**Problem to work on**
For each line of the data that includes the word "wall", copy the line.

Image point grounding data
%%

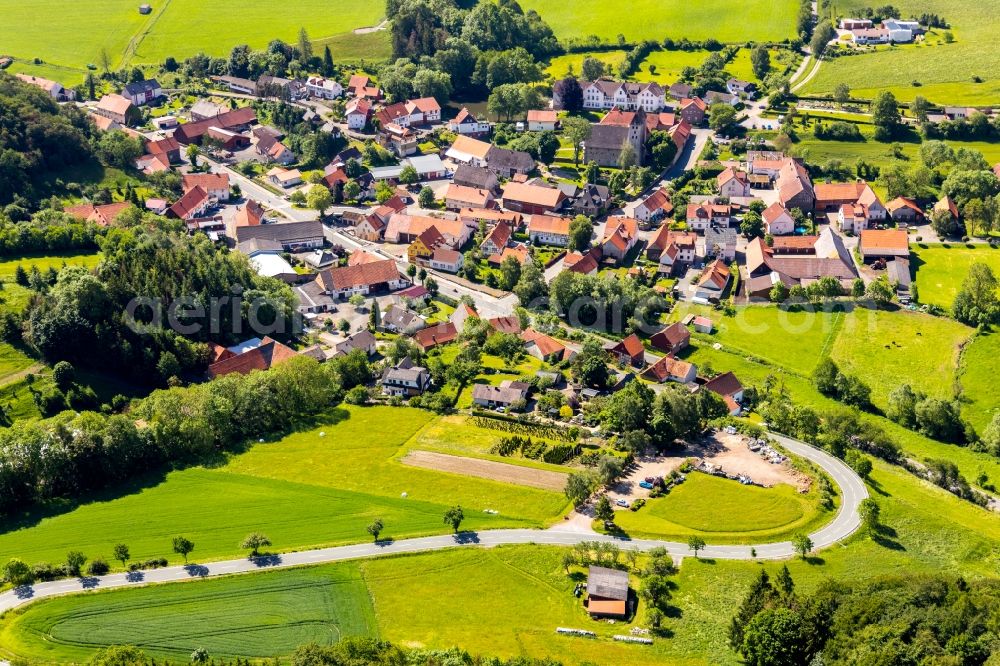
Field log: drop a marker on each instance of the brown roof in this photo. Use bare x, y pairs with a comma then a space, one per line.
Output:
268, 354
432, 336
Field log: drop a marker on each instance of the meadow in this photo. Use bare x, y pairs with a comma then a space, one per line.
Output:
507, 600
74, 36
736, 513
759, 20
940, 72
939, 270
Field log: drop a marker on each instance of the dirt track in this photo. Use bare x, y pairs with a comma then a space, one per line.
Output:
487, 469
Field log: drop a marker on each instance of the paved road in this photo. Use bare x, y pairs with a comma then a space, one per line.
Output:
853, 491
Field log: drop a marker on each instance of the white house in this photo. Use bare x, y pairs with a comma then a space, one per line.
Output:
317, 86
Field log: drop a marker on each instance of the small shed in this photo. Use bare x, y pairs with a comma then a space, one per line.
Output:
607, 592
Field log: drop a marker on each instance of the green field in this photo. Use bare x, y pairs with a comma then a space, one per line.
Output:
74, 35
303, 491
940, 269
225, 616
944, 72
725, 511
504, 601
760, 20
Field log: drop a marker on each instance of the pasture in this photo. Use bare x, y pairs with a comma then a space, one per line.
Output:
226, 616
940, 72
506, 600
939, 270
303, 491
724, 511
75, 35
760, 20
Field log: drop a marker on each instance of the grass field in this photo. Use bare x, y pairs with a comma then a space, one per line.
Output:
758, 20
944, 71
303, 491
979, 370
75, 35
224, 616
725, 511
940, 269
506, 600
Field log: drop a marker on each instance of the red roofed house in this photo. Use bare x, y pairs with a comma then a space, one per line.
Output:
628, 351
621, 234
262, 357
671, 339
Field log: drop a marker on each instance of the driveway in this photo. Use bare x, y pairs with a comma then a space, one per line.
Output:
846, 522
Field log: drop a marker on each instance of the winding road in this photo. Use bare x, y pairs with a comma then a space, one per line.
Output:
852, 490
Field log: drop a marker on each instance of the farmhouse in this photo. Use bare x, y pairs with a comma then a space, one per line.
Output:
509, 395
549, 230
532, 199
672, 339
293, 236
405, 379
607, 592
465, 123
884, 244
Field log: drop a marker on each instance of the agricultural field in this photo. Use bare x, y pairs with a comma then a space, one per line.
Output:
758, 20
504, 601
940, 72
888, 348
736, 513
317, 604
939, 270
74, 36
305, 490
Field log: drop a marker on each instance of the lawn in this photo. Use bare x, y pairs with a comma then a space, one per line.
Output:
74, 35
979, 369
303, 491
939, 270
944, 72
757, 20
886, 349
723, 511
226, 616
508, 600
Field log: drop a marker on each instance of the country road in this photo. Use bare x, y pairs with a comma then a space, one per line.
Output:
852, 490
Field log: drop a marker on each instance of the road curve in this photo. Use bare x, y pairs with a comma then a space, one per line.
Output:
852, 490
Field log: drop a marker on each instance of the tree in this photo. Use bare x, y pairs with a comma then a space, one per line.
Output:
579, 487
570, 93
802, 544
760, 59
592, 69
454, 517
74, 562
121, 553
870, 512
183, 547
721, 117
842, 93
426, 197
776, 637
255, 541
581, 230
603, 511
577, 130
885, 116
880, 291
320, 199
17, 573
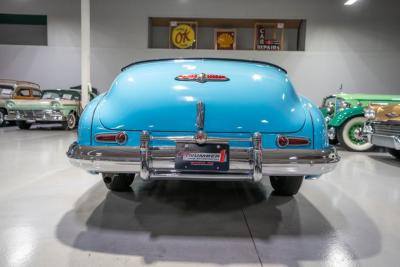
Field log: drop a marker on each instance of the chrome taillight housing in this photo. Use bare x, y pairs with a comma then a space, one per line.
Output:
285, 141
118, 138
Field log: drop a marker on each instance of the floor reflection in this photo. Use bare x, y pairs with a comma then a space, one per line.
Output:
217, 222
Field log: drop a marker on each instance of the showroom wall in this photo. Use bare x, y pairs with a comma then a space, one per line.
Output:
357, 46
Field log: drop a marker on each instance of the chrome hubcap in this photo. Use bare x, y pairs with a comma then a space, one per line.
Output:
71, 121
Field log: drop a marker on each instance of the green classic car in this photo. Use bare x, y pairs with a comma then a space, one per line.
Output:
344, 115
55, 106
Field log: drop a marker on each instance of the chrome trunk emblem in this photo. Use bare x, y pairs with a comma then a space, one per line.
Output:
202, 77
200, 116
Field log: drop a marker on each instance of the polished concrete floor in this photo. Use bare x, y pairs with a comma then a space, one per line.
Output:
52, 214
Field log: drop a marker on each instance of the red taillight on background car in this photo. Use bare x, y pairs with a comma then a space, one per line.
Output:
119, 138
284, 141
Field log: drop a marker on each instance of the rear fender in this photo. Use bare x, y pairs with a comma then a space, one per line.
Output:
346, 114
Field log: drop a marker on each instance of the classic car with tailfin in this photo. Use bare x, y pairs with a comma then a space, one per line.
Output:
12, 89
344, 114
383, 127
203, 119
61, 106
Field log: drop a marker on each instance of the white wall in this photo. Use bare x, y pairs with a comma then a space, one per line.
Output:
358, 46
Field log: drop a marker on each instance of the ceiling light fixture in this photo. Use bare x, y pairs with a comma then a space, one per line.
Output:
350, 2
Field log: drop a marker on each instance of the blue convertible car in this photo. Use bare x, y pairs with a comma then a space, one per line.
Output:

%%

**Solution to this task**
Field log: drop a marker on each instance of the showroom wall in this photo. Use bare x, y pairs with a comma then a space, one per line.
Field log: drop a marker on each instance of the white wall in this photo. Use bare x, y pairs with a comma then a space, one per line.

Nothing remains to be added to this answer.